------ THE INPUT

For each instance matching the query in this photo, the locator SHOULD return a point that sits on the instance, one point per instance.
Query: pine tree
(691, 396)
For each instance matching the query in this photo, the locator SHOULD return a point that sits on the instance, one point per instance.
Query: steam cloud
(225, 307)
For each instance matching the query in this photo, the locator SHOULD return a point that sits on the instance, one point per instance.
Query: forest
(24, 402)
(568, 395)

------------

> _EXERCISE BRIEF_: Can you update the lines above by swapping "locator" for "detector" wherever it occurs, leaving everything else the same?

> _EXERCISE ANSWER_:
For each instance matching the query in this photo, the detector SHOULD return a point that sits on the instance, one point per instance.
Query: pine tree
(691, 396)
For each instance matching the query in this photo, the detector SHOULD return a point that sits on the instance, one point per instance.
Query: steam cloud
(225, 307)
For each instance matching the query in this photo, the detector SHOULD return a point that sits on the instance, one point per instance.
Query: forest
(24, 402)
(568, 395)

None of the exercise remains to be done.